> [Passage to read]

════

This is my dad.

A boy who left Italy at just sixteen years old.
Twenty-eight days on a boat, crossing the world with his mother, his auntie and his two brothers. Following his father, who had already come to Australia to try and build a life from nothing.
They arrived carrying hope, fear, and whatever they could hold in their hands.
From there, Dad left his family in South Australia and came to Sydney. This is where he worked relentlessly to build a life, raise a family and provide in the only way he knew how. Long days. Hard labour. No complaints. Making sure we never went without.
Providing wasn’t just something he did, it was who he was.
Responsibility shaped his identity. Love expressed through action, not always words.
Even when life was heavy, he kept going. Because that’s what he believed a father did.
Dad and I have had our clashes over the years, to say the least.
For a long time, I couldn’t separate my father from the illness he lived with. Bipolar disorder shaped close to thirty years of his life. Hospital stays. Highs. Lows. Distance. Silence.
Four years ago, my dad attempted to take his own life.
I found him.
That moment changed me forever.
I’ve struggled deeply since, but I understand the choice he made. I accept it. I’m still learning how to separate the man I loved and admired as a kid from the illness that influenced so many of his decisions. Still learning how to hold compassion without losing myself in the pain.
Dad also faced prostate cancer — which he beat — around the same time Mum was fighting breast cancer. During that period, I was in my own darkest place. Absent. Lost. Not the son I wish I had been when they needed me most.

════

In the text about the writer's dad, how long was the boat journey from Italy? The rows after this point come from a different source.

════

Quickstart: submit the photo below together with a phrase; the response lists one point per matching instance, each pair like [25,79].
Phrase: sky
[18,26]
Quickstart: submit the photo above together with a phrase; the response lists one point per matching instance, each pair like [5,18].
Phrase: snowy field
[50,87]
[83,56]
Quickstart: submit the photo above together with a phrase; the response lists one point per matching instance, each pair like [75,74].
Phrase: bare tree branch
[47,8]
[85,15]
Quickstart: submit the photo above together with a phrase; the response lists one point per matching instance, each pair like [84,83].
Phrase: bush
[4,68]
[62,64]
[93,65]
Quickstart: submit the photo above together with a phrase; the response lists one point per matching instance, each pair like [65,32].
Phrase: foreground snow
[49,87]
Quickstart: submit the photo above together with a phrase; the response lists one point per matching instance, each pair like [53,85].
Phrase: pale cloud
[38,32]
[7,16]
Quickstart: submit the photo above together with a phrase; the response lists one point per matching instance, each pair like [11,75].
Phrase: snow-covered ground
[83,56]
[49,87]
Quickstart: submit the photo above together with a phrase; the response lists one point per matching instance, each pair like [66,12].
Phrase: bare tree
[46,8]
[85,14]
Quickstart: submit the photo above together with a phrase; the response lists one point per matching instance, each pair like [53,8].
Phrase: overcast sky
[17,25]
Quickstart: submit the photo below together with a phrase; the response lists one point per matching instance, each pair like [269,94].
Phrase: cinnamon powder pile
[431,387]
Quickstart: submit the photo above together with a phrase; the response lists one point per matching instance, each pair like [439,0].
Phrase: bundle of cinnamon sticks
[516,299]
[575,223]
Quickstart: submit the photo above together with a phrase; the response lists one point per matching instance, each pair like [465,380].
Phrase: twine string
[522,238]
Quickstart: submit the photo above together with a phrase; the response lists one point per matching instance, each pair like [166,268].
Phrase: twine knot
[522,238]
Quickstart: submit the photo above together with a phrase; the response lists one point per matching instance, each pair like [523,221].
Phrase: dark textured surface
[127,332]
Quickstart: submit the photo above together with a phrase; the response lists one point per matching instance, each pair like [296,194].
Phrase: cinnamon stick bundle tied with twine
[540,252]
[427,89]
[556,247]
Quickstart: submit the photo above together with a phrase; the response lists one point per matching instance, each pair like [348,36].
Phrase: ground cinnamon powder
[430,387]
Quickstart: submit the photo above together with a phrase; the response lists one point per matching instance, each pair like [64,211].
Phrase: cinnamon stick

════

> [Response to this task] Twenty-eight days.